Recorded data ▸
* * * *

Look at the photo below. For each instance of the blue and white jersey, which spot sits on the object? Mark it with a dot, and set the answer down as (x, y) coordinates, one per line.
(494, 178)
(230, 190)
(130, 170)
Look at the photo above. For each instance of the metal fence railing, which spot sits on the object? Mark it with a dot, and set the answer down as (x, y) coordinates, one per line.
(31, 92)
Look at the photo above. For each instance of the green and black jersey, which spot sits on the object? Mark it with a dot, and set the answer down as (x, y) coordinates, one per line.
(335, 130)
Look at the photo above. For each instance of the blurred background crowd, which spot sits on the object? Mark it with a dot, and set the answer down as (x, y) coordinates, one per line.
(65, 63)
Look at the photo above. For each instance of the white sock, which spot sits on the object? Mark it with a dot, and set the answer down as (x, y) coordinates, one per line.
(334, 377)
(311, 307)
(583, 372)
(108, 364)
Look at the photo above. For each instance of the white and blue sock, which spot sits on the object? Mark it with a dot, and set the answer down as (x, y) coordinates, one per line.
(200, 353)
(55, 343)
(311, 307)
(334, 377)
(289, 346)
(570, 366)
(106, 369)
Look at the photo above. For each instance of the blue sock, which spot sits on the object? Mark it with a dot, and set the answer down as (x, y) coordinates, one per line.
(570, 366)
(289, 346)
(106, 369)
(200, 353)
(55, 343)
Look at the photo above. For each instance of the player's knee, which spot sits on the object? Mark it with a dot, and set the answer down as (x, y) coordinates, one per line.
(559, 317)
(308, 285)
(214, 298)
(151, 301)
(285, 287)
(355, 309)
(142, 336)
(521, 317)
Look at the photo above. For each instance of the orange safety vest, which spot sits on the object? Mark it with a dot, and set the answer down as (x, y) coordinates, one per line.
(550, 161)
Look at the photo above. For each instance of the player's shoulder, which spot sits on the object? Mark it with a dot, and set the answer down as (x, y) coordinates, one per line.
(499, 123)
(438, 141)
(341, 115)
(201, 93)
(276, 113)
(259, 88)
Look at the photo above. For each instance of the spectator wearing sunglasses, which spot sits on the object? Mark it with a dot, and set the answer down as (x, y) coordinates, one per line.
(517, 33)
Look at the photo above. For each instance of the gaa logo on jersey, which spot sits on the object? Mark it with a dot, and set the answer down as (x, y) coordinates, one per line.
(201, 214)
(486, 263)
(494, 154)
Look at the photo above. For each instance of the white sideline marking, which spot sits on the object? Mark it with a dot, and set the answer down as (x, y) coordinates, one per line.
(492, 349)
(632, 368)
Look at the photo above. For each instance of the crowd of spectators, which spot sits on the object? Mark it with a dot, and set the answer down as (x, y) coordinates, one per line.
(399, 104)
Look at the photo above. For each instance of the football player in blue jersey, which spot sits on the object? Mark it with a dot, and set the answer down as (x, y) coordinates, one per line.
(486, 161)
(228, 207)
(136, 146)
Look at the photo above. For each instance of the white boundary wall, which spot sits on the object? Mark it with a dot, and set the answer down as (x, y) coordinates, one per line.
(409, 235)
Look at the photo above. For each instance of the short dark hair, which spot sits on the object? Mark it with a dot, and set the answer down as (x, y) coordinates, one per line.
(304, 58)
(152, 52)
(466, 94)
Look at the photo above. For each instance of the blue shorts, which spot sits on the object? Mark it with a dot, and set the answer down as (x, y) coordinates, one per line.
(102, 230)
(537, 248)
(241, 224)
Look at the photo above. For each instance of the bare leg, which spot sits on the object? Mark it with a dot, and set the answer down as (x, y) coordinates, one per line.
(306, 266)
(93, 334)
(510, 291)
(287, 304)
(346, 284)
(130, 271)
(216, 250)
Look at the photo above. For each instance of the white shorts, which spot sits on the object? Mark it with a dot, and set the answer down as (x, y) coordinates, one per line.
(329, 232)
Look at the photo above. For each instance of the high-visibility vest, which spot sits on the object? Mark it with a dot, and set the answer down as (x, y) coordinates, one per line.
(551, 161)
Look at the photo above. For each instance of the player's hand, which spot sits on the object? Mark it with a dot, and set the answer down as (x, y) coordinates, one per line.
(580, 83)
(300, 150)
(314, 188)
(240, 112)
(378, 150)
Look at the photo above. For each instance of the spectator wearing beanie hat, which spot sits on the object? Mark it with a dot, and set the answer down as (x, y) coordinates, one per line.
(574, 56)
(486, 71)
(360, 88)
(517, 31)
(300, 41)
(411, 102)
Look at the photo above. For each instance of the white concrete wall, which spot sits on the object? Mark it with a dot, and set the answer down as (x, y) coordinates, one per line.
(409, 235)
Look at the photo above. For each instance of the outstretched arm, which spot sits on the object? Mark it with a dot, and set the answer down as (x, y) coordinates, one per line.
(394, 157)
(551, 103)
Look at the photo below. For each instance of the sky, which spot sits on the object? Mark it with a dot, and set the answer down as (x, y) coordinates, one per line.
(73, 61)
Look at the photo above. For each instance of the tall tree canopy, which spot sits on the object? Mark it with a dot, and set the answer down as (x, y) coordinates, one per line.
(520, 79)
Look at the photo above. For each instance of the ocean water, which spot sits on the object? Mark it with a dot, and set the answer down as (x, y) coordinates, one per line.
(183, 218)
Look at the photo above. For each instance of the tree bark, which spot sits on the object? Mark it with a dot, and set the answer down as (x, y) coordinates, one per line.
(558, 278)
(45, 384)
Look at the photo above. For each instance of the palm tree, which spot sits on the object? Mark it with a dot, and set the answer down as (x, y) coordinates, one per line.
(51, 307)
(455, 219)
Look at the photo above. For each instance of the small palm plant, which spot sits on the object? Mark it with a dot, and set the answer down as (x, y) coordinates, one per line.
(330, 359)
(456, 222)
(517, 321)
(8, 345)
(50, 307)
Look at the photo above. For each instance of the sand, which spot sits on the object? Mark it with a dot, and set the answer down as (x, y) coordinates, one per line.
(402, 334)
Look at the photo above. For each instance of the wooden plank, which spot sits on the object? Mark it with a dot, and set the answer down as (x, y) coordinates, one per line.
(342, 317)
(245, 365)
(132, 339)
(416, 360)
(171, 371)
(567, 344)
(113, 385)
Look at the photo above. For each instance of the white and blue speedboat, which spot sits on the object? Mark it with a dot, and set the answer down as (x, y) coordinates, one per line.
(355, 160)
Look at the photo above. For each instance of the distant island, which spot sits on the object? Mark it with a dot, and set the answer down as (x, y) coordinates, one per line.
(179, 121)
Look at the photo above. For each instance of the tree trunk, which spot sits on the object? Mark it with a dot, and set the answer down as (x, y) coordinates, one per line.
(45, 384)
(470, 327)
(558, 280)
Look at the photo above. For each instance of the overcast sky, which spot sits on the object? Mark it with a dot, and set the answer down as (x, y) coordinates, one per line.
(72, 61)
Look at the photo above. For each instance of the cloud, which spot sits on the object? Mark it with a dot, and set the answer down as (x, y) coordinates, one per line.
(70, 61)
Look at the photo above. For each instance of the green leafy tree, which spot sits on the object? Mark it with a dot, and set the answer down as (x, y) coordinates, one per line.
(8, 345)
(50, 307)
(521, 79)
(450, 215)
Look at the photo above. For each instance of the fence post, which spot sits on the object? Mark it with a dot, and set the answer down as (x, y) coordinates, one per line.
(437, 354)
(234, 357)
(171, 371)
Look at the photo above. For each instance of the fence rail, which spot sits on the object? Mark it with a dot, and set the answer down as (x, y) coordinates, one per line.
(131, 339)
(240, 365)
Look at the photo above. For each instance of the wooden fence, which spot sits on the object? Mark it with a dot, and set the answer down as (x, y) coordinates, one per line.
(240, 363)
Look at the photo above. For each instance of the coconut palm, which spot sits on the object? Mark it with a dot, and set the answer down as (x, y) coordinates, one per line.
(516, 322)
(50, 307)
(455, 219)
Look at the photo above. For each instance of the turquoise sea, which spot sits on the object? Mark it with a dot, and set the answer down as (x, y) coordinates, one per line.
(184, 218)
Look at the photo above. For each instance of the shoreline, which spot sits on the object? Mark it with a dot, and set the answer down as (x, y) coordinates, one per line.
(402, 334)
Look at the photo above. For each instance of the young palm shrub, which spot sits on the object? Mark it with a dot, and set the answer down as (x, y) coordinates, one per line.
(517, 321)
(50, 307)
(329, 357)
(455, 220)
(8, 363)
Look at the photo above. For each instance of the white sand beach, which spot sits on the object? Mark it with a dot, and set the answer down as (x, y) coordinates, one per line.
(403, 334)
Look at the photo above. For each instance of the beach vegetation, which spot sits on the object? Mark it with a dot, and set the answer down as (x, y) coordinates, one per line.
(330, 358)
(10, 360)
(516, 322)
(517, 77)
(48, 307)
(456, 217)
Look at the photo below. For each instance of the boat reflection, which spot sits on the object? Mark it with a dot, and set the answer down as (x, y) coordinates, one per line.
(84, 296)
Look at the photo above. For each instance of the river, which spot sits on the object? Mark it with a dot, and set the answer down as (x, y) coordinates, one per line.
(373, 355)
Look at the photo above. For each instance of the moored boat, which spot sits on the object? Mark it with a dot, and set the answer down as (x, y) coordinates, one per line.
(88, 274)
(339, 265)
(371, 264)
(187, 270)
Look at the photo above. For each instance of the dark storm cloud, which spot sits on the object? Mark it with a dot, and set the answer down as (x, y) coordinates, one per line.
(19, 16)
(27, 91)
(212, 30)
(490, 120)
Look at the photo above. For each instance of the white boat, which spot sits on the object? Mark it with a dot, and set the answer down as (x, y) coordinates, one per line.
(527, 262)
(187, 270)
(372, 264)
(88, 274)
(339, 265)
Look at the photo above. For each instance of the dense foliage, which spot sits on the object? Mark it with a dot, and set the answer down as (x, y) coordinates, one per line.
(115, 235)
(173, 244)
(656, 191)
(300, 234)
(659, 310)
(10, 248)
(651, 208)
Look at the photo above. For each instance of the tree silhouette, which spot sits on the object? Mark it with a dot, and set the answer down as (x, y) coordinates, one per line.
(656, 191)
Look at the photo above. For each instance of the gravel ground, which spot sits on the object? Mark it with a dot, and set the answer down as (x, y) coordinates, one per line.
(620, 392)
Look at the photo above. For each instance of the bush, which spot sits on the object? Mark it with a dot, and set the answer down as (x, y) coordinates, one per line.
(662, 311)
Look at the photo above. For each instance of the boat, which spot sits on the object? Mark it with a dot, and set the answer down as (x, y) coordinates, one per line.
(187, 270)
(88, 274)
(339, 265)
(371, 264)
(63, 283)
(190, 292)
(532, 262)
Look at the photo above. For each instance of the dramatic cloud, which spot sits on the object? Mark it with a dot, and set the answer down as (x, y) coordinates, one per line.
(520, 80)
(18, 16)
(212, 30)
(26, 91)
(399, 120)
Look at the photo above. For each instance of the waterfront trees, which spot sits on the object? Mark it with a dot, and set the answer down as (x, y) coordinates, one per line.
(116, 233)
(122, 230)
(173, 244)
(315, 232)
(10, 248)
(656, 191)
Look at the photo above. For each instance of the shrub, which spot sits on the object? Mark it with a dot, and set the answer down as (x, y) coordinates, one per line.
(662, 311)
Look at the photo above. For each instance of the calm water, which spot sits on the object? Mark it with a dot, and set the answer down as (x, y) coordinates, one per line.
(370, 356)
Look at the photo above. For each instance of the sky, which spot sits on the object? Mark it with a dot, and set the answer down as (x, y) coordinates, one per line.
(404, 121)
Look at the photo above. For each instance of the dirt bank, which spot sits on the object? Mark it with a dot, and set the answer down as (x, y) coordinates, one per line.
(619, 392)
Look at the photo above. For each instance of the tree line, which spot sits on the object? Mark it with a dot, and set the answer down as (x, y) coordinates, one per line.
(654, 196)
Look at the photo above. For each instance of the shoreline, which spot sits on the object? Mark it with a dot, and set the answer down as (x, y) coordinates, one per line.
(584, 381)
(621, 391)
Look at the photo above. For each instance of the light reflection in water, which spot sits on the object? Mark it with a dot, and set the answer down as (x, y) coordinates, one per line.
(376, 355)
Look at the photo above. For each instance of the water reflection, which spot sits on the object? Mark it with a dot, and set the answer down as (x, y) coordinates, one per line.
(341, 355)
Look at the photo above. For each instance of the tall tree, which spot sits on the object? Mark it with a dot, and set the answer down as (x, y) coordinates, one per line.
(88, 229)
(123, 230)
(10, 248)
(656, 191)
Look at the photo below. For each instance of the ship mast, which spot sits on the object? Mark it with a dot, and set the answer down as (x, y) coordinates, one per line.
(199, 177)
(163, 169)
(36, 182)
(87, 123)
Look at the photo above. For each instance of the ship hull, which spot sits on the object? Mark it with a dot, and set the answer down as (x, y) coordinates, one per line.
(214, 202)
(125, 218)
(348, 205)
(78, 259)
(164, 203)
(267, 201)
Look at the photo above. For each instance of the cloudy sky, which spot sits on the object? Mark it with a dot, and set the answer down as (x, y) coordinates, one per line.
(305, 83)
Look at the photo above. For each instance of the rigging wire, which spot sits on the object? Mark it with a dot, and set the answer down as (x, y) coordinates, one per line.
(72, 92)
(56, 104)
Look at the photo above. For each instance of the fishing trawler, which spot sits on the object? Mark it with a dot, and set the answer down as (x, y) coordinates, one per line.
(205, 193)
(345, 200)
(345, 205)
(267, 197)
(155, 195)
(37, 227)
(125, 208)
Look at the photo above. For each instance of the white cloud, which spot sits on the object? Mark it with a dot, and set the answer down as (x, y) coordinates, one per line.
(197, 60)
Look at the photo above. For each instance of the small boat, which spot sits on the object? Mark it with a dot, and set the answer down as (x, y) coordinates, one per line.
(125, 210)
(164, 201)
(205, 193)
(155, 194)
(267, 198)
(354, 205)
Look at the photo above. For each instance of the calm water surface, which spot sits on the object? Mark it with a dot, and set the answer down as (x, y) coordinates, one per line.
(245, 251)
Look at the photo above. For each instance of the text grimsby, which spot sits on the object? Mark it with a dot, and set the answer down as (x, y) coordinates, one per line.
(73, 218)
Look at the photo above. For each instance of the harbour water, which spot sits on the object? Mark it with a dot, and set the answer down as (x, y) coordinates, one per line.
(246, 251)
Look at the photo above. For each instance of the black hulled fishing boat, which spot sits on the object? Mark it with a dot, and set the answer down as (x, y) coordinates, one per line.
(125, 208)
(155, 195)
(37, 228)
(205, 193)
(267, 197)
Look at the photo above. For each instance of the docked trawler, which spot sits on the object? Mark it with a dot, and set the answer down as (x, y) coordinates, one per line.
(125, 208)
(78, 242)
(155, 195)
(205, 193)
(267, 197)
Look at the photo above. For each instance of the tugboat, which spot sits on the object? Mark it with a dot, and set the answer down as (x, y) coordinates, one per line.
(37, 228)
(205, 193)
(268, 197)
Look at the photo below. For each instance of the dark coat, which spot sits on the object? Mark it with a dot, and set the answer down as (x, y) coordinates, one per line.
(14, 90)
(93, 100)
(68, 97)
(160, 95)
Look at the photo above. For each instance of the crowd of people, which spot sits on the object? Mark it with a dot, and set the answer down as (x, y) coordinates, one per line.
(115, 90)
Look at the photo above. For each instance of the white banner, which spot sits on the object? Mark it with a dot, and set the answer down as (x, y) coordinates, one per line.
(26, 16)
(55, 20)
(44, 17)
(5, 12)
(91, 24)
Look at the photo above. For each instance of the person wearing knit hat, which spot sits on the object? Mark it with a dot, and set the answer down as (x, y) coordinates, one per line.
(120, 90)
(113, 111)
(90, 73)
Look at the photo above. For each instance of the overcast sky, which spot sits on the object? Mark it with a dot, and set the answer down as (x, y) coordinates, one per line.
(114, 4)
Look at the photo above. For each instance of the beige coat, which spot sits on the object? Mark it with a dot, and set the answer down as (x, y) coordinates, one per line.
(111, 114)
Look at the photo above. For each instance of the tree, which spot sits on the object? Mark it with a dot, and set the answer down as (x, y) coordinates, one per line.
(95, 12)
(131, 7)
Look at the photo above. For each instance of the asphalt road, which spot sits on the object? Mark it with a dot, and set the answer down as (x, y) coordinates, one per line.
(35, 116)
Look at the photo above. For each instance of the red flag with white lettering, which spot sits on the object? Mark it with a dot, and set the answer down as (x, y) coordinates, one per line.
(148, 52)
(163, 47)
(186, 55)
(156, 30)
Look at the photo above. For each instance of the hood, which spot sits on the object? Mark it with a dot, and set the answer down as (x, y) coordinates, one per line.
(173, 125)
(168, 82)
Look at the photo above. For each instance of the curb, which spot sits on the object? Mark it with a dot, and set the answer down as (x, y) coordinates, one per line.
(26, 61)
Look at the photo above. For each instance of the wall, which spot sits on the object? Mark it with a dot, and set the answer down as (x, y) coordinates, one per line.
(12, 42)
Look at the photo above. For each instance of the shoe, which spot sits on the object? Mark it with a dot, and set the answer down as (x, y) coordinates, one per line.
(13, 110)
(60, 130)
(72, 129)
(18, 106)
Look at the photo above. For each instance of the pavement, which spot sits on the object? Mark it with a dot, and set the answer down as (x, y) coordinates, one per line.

* * * *

What is asked ▸ Set down, exactly and in full, the lines from the one containing "the wall, which" through the end of the entries; no other line belongs.

The solution ▸
Look at the photo above. For each instance of the wall, which spot sits on the object? Mark it with a dot, and set the answer down as (x, y) coordinates, one per line.
(12, 42)
Look at the photo above. For each instance of the shoe, which spot sits on the object? Mark it with a dot, and set the answer down as (x, y) coordinates, one per line.
(13, 110)
(60, 130)
(72, 129)
(18, 106)
Look at the photo above. For each instance of the pavement, which spot sits on the object? Mark it with a dot, and set the answer down as (x, y) coordinates, one per line.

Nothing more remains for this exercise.